§ THE TASK
Give again, word for word, every line below from the one that has "Query: ceiling fan light kit" through the one that has "written like [372,167].", both included, and no others.

Entries taken from a collection
━━━━━━━━━━━━━━━━

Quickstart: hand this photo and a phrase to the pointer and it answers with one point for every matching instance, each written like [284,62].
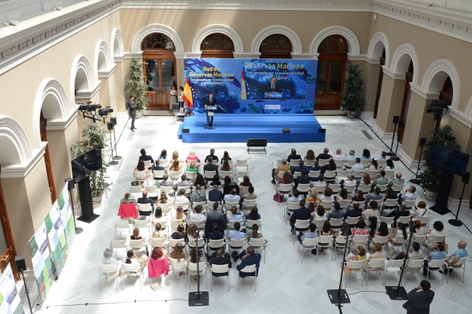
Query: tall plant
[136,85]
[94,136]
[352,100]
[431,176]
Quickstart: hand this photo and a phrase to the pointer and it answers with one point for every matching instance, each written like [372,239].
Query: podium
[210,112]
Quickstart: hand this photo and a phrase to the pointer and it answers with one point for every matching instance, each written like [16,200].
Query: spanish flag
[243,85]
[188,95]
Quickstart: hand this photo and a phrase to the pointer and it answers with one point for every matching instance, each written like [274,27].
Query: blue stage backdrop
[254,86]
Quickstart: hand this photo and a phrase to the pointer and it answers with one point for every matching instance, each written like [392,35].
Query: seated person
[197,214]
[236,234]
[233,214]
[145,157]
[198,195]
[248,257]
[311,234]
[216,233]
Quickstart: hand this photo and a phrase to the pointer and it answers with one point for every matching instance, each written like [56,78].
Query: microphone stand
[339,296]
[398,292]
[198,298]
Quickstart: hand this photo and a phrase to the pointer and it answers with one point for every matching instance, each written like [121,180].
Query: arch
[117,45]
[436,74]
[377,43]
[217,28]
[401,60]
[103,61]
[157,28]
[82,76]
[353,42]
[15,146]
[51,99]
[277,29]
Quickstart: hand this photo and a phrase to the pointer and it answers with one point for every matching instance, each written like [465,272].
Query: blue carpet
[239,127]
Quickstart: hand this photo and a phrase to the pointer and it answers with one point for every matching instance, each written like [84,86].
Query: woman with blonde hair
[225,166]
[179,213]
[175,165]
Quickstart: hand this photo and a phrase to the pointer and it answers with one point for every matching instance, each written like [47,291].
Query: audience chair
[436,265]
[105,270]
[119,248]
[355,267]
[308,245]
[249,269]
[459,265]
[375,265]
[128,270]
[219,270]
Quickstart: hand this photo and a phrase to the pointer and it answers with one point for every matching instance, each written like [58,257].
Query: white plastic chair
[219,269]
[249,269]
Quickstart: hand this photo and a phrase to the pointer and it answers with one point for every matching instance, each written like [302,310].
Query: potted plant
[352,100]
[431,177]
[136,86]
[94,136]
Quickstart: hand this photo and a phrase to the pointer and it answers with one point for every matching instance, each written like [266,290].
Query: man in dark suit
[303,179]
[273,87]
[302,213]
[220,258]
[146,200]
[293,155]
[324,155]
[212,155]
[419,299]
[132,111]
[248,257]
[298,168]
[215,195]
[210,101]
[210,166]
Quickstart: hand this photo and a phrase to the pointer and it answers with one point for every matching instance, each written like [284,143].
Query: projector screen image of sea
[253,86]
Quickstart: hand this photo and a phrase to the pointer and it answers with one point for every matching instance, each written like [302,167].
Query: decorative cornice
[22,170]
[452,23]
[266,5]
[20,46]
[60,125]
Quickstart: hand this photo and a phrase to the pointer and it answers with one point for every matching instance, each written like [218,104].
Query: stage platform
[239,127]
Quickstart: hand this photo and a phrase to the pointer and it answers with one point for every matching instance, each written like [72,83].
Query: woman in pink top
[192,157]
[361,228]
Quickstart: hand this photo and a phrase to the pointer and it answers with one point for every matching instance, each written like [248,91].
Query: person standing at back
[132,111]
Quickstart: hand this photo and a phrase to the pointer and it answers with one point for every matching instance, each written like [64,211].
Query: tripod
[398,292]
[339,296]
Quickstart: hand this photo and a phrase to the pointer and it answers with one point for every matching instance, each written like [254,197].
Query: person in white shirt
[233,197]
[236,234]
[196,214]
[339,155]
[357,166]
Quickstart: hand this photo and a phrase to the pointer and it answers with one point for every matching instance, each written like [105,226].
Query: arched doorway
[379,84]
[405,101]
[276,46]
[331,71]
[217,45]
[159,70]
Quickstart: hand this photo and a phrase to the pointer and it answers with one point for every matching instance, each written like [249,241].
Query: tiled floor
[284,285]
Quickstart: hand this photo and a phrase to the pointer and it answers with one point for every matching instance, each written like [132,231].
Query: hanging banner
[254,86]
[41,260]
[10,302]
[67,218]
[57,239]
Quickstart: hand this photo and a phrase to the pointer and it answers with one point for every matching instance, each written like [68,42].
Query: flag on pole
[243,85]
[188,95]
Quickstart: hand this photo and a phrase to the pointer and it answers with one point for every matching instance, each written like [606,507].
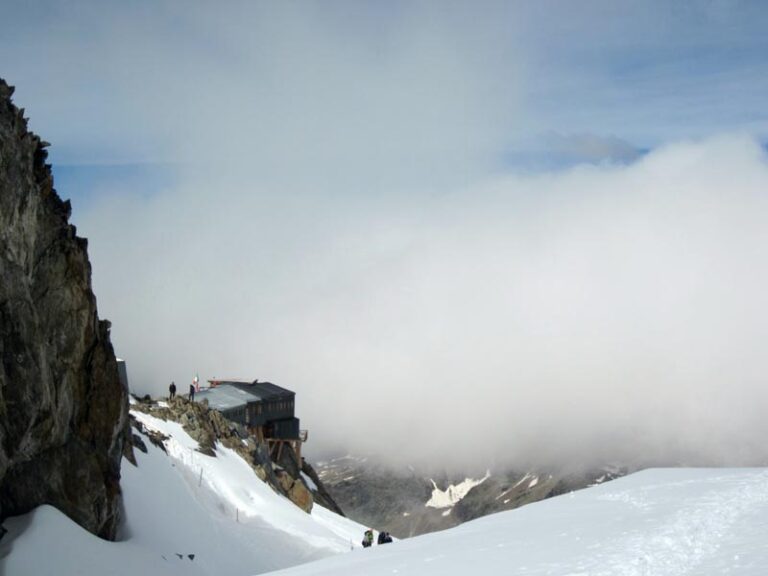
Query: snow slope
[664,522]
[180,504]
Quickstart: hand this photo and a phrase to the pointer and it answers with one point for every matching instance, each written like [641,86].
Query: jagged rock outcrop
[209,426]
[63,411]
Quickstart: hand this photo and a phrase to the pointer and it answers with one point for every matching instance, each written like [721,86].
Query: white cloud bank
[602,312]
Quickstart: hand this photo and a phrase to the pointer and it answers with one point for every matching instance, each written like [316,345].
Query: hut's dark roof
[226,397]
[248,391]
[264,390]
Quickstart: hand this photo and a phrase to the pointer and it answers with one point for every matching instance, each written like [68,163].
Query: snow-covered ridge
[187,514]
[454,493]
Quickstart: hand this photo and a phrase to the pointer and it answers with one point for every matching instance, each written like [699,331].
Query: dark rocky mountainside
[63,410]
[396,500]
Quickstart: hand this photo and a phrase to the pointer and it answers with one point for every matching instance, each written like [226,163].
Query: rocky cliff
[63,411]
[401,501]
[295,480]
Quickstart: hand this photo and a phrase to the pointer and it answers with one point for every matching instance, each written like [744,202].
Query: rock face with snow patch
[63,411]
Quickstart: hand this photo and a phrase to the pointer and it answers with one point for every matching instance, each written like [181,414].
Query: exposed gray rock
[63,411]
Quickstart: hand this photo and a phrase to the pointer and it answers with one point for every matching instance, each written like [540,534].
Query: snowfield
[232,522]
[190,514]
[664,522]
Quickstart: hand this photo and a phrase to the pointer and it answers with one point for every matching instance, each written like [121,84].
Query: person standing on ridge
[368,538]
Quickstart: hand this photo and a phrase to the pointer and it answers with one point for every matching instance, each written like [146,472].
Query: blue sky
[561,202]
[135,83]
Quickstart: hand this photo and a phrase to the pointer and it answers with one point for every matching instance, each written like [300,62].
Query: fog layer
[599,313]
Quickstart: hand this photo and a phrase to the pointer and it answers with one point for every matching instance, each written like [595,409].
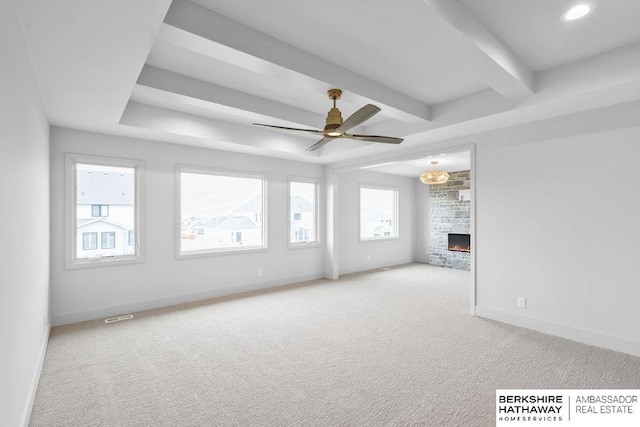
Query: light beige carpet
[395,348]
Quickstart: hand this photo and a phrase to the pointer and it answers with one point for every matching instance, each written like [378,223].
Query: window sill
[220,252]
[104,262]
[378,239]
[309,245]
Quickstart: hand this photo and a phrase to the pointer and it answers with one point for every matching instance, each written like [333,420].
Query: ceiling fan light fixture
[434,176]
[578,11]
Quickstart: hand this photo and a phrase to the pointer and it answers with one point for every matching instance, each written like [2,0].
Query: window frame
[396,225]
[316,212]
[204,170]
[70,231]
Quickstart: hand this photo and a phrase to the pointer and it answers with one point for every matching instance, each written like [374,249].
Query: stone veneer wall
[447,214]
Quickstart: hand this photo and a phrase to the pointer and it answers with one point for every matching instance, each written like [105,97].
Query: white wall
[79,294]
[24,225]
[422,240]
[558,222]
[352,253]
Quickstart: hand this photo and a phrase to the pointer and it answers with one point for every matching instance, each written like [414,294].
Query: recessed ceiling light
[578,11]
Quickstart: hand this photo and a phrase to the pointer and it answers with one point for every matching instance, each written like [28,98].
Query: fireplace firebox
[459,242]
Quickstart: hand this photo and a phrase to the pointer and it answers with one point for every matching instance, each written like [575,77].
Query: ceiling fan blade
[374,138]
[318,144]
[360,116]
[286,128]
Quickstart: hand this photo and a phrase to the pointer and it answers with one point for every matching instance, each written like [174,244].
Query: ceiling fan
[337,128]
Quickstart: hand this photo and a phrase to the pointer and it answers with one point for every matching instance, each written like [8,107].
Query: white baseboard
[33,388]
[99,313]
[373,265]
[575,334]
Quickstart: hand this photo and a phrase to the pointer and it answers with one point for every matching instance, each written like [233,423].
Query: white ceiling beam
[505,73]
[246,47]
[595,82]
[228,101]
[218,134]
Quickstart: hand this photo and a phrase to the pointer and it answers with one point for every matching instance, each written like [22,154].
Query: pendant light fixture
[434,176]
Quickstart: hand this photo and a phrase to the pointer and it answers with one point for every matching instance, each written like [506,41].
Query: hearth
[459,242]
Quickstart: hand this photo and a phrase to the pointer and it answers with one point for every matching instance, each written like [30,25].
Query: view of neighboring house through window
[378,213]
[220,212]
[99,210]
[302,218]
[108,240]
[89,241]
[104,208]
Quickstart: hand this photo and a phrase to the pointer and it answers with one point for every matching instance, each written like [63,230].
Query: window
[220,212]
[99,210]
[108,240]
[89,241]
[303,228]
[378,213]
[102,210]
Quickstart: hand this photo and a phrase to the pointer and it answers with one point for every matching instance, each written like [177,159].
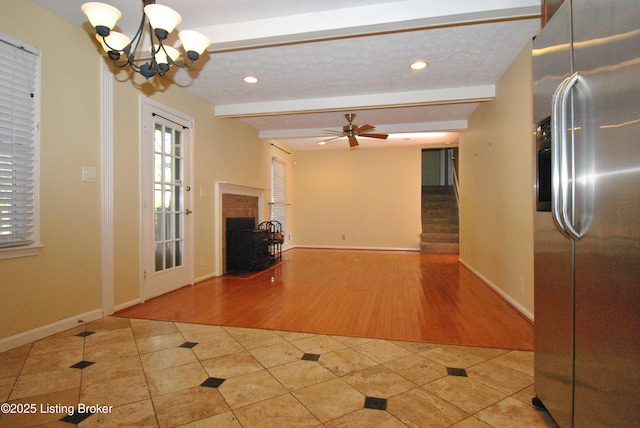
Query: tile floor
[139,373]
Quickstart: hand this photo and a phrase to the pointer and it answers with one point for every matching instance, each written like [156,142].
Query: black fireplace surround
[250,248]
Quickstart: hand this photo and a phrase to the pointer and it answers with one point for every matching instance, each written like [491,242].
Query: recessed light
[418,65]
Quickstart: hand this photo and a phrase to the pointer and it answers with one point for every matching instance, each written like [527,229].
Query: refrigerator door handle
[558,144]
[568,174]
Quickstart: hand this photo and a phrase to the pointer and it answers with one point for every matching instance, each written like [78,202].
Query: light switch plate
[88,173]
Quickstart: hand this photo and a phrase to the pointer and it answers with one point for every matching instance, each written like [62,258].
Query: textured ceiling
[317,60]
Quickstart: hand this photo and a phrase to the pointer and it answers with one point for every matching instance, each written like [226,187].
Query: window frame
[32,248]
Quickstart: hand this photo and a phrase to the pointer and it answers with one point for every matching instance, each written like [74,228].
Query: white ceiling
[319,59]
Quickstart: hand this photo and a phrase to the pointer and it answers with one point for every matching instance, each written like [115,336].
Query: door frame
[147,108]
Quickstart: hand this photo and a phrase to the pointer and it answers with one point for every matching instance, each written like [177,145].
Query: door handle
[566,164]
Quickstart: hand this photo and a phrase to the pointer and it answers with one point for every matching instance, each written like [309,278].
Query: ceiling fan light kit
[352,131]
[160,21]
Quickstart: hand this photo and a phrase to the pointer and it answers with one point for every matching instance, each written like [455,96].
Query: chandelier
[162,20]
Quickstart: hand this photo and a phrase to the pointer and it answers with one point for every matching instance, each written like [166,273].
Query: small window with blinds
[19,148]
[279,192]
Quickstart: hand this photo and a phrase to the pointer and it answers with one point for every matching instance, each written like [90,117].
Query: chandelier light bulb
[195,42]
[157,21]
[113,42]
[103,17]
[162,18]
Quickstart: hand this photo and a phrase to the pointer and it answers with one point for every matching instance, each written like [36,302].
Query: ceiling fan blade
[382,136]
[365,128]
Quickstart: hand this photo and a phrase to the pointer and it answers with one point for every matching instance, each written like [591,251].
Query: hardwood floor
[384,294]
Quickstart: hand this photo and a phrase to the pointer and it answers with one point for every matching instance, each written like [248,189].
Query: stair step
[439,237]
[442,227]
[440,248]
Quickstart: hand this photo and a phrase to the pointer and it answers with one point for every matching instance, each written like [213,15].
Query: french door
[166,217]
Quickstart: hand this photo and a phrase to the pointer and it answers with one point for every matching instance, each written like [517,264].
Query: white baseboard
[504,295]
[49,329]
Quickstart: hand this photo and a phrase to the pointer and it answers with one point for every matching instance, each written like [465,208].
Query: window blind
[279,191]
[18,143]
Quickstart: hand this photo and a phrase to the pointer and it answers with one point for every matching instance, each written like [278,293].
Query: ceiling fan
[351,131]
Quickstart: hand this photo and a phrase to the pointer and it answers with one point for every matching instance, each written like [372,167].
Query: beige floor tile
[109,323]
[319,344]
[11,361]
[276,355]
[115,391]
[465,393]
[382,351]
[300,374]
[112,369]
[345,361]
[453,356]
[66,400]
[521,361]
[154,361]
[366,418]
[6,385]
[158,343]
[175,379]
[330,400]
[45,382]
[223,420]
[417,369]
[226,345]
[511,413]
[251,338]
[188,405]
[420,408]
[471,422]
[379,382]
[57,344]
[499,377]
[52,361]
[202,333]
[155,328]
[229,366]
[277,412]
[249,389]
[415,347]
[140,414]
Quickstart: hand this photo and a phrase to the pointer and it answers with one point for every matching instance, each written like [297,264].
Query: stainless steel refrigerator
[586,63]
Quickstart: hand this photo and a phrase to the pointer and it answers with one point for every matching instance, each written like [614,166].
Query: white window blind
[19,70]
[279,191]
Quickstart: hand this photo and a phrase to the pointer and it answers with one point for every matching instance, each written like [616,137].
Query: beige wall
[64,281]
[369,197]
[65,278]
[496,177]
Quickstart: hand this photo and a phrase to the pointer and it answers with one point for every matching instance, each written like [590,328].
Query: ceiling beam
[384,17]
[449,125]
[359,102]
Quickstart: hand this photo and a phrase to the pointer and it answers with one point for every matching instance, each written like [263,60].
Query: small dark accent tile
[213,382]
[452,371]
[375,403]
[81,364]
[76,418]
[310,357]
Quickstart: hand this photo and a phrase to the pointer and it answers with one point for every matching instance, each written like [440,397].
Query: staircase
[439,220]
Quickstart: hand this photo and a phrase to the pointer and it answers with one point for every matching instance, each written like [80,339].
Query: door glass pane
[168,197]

━━━━━━━━━━━━━━━━

§ EXERCISE SOLUTION
Query: ceiling fan light kit
[352,131]
[160,21]
Quickstart: hand this photo and a phrase to the pointer and it answers with one point for every matching instance, each written like [455,96].
Query: chandelier
[162,20]
Quickstart: hand this photo and a phrase to the pointer and it answers with one point for every matching instance, each written like [166,273].
Query: small window with blinds
[19,148]
[279,192]
Quickstart: hand this photo and a phrase to the pointer and it answers with one point for every matching instance, each written like [90,117].
Query: chandelier light bulb
[195,42]
[157,21]
[113,42]
[103,17]
[162,18]
Quickstart: hand this photo and a phrase to the pointer and it answers with one point for every matching instance, each written like [36,302].
Query: ceiling fan blade
[382,136]
[365,128]
Quickstart: hand this photo and a phrase to the pointer and it answers with one point for every matching instance, each written like [591,251].
Query: hardwood floor
[384,294]
Quickstart: hand this photo and a phrase to the pointer and it answers with one point for every matching instance, each written like [248,189].
Query: stair step
[439,237]
[442,227]
[440,248]
Quickstart: hand this photo and a phrase to the pointer and it answers with one point for every matching instance, each written like [213,15].
Query: french door
[166,217]
Quickstart: hand this photo and a phrase to the pointer and it answers with one point for every matching instance, each written like [517,264].
Query: white baseboard
[504,295]
[49,329]
Quickstart: hand this photo and a phrase to the pointer and it answers with one point for every matching instance, each written like [465,208].
Query: window blind
[279,191]
[18,143]
Quickstart: hand this photo and a phrase to the pointer and it answers with one point for every matching instance, each written like [278,293].
Query: ceiling fan
[351,131]
Quickstart: hand this photo and a phrase to the pointer and it answers with one point for every matching instance, each written like [372,167].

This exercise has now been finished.